**Aim of the task**
Reproduce the material below line for line, without changing a single character.

Point annotation dataset records

• • •

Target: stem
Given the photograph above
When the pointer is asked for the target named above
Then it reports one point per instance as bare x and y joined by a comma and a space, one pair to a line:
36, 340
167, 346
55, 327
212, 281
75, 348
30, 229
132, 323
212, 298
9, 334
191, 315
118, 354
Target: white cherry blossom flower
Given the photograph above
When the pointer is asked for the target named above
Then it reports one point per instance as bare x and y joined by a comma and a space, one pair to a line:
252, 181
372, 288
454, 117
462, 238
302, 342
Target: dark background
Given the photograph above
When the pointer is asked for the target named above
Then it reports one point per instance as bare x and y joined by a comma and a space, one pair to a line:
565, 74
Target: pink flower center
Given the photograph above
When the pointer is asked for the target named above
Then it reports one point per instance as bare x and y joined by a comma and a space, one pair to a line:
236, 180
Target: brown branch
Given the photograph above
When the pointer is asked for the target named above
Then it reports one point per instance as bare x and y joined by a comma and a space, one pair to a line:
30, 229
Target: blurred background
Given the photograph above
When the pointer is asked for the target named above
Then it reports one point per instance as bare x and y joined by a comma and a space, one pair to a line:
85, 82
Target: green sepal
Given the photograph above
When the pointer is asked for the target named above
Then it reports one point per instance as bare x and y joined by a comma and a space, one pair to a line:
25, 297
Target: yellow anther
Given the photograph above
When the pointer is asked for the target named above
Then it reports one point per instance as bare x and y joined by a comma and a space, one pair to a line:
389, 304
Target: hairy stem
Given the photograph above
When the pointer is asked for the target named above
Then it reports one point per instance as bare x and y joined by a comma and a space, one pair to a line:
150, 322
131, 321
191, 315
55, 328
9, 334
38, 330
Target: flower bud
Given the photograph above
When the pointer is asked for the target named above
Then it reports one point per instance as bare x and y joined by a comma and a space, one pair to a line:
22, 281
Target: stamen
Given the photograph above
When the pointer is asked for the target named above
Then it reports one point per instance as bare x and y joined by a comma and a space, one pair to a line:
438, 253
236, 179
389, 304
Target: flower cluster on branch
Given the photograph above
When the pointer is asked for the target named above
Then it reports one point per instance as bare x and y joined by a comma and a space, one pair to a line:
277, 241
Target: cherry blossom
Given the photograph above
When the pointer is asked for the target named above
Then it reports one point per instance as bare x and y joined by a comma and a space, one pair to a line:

• • •

**Problem solution**
Target: stem
Given the photograph above
When the pointer is asked for the target named above
Then it reports one point per instance as bare x and y joined by a comma and a space, one pair to a line:
36, 340
167, 346
55, 327
212, 281
75, 348
30, 229
132, 323
212, 298
9, 334
191, 315
118, 354
Target: white cherry blossom flower
Given the photograph above
When the pointer is asked for the target named above
Then it reports one point per instance as bare x and y joined by a comma and a space, one pair to a line:
252, 181
372, 288
454, 117
462, 238
302, 342
Target: dark background
Given the photograph above
When the pointer is asked for the target named above
Then it reports one point per instance as bare x and y joined by a comma and a space, one pair to a line:
565, 74
Target: pink flower center
Given the photograph above
When the pointer is asked for the target named above
Then it reports one point per instance as bare x and y joined by a comma and a space, one pair to a line:
236, 180
Target: brown branch
Given the photograph above
When the pointer is asked for the target named above
Then it reports one point per instance as bare x and y joined by a comma and a space, one pair to a line:
30, 229
Target: blurred background
Given the photograph above
When the pointer is asked for the target named above
Then it reports one point per instance as bare x and y joined by a comma and a space, one pair to a line:
85, 82
Target: green sepal
Given the photograph above
When the pointer is asked for the target named above
Then it reports one point per instance as bare x and y joined by a comma and a space, one pair to a line:
25, 297
Target: yellow anther
Given the photograph above
When the pointer is asked for the target named above
Then it reports one point per instance as bare x and y joined by a comma and a space, one pair to a line:
389, 304
Target: hairy stem
Given the photograph above
When the pointer is asked for the target named above
Then it reports one point per instance as bare x and y joined by a comma and a space, one pair to a line:
150, 322
131, 321
191, 315
55, 328
9, 334
38, 330
Target: flower bud
Given the photograph above
When the pointer is asked for the target named above
Then it reports one point per instance as bare x and y joined by a comma and a space, one pair to a line:
22, 281
Target: stamen
Given the photograph above
When the pointer is asked for the target named above
Then it reports one point per instance as bare x and y joined by a comma and a space, one pair to a line:
438, 253
236, 179
389, 304
Target: flower cluster on branch
Given the photograph above
When the pointer is asked for the target named above
Then it reports one point per instance as bare x and y joined by a comma and a space, one pair to a line:
277, 241
Target: cherry blossom
Given the photograph above
When the pointer is asked for the target named above
Then it reports one point per instance as bare x and y joined by a comma and a space, one pair to a line:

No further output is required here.